## REQUEST A
Please rewrite everything in the post about loading CSV files into Access from "High level intent: I" down to "data after importing.", putting "weekly table" in place of "monthly table".

## EXTRACT TO READ

Scenario: I have <20 number of systems/equipment all producing csv. files regularly. The .csv file has a max of 50 columns and 5000 rows but both column and row number varies depending on the file. The column headers are always written in the same way but the number of columns vary between equipment but the first three columns are always the same. The csv. files are stored on a shared server.

High level intent: I would like to automatically send the data within these .csv files to a single access database as either separate tables (named as the file is named) or into a monthly table depending on when the transfer happens with an added column stating the file name for grouping purposes. I also need to make sure the format of each column is correct e.g. date/time, text and number, as i wish to graph this data after importing.

Proposal, as mentioned i don't know if this is the best way to achieve my high level intent: Would it be possible to move (using a digital transfer agent) the csv. file into a template that contains a VBA code to send the data to a specified Access database with the correct formatting?

Thank you in advance for your help.

## EXCERPTED RECORDS
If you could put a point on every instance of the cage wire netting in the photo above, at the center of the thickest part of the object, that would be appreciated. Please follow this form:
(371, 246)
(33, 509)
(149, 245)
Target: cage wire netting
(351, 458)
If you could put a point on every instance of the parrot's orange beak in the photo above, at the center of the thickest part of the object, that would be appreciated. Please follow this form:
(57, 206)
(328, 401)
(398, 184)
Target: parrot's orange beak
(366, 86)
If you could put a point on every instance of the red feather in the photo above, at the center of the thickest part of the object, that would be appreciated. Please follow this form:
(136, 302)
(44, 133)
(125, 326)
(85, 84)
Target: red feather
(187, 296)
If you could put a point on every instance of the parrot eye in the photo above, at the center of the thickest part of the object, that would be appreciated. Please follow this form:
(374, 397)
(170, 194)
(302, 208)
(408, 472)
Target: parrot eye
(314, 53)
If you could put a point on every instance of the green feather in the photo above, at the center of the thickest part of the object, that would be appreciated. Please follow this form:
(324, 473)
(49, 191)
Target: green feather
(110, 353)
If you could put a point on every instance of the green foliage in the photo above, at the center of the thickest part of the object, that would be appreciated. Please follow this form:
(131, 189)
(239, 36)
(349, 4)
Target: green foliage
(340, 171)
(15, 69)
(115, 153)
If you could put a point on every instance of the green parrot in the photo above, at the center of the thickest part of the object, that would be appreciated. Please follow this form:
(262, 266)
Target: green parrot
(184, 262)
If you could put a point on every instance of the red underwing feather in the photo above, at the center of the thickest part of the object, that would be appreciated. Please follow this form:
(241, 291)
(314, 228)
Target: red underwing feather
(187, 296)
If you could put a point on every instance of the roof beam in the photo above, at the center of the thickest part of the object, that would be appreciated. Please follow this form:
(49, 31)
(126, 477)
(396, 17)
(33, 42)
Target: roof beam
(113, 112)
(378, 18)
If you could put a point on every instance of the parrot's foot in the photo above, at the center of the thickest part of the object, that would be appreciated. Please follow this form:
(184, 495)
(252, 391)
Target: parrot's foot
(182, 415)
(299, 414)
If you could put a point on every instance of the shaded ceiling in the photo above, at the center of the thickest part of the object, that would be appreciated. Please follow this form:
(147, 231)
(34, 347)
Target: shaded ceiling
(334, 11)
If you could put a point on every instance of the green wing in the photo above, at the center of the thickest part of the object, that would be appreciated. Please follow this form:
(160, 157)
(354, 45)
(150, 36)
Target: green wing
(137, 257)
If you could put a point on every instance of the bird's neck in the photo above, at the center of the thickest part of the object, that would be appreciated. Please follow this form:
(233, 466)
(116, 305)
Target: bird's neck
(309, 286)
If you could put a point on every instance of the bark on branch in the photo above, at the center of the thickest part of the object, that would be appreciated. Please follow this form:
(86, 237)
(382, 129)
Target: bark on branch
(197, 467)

## REQUEST B
Write out the records verbatim, everything from the line containing "of the bark" down to the end of the records.

## EXERCISE ANSWER A
High level intent: I would like to automatically send the data within these .csv files to a single access database as either separate tables (named as the file is named) or into a weekly table depending on when the transfer happens with an added column stating the file name for grouping purposes. I also need to make sure the format of each column is correct e.g. date/time, text and number, as i wish to graph this data after importing.

## EXERCISE ANSWER B
If you could put a point on every instance of the bark on branch in the photo above, at the center of the thickest part of the object, that would be appreciated. Please follow this form:
(86, 237)
(382, 129)
Target: bark on branch
(197, 467)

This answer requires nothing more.